--- Start Text passage ---

Financial assistance form the government will be needed throughout this tough year. In the absence of government help, the NFU says that banks will need to show their support. "Ensuring that lending is available to dairy farmers at sensible, competitive rates, would send a very positive signal to producers at a time when cash flow requirements are likely to rise," says the NFU.

Market Development

Red Tractor: giving consumers what they want?

The first thing that the NFU mentions in its survival plan is market development. Supporting and promoting brands such as Red Tractor is an essential goal if British products are to stand out in the supermarket. Consumer awareness campaigns like this can help to cultivate the growing consumer demand for British, local, quality-assured, traceable food. The NFU asks that all manufacturers and retailers should play their part in promoting the red Tractor logo predominantly on their dairy products.

However, there is concern that many food retailers and government departments are shifting towards foreign cheaper sources that do not ensure the same quality. Lower end cheese products have saw a large increase in UK imports between 2007 and 2008. It is important that farmers begin to see some long term commitment for cheese, butter, cream and yoghurt from retailers.

--- End Text passage ---

### Set task 1:
Repeat the part of the passage on the NFU's plan for dairy farmers between "However, there is" and "yoghurt from retailers.", inclusive.
The rows have no connection to the passage on the dairy sector.

--- Start Material for the task ---

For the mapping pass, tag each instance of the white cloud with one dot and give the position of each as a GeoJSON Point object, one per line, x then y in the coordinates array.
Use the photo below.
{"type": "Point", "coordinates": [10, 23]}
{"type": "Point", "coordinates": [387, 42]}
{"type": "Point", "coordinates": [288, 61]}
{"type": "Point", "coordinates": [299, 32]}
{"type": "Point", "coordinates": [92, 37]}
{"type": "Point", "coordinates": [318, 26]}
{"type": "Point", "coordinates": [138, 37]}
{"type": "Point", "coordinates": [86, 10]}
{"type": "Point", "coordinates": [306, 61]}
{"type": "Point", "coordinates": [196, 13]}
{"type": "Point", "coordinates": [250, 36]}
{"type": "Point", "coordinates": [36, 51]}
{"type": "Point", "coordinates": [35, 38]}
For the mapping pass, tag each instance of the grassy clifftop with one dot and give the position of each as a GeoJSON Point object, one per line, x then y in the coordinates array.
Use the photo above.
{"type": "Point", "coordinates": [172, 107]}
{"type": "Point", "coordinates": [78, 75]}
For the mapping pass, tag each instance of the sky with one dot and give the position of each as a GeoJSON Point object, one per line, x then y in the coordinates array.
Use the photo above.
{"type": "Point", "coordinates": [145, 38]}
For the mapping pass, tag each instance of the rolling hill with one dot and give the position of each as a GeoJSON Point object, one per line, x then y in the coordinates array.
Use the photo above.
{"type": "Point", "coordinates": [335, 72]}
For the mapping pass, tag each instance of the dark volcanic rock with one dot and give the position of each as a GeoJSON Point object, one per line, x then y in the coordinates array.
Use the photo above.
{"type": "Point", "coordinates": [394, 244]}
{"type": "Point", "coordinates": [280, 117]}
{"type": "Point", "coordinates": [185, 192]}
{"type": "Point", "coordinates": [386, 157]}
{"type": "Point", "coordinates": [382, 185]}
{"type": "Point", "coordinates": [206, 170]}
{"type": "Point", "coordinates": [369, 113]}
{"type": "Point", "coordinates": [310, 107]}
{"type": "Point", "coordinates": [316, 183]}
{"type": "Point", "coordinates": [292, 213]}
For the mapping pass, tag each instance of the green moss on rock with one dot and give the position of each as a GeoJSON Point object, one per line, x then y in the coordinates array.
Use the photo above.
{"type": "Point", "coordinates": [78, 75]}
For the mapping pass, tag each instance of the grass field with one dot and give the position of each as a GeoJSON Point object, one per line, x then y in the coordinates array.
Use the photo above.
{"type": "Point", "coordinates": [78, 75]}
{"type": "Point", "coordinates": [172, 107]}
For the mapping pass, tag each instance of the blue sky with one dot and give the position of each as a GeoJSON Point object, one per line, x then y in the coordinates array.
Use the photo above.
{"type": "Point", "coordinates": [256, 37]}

--- End Material for the task ---

### Set task 2:
Find each line of the rows that includes the word "rock" and copy those lines.

### Complete response 1:
However, there is concern that many food retailers and government departments are shifting towards foreign cheaper sources that do not ensure the same quality. Lower end cheese products have saw a large increase in UK imports between 2007 and 2008. It is important that farmers begin to see some long term commitment for cheese, butter, cream and yoghurt from retailers.

### Complete response 2:
For the mapping pass, tag each instance of the dark volcanic rock with one dot and give the position of each as a GeoJSON Point object, one per line, x then y in the coordinates array.
For the mapping pass, tag each instance of the green moss on rock with one dot and give the position of each as a GeoJSON Point object, one per line, x then y in the coordinates array.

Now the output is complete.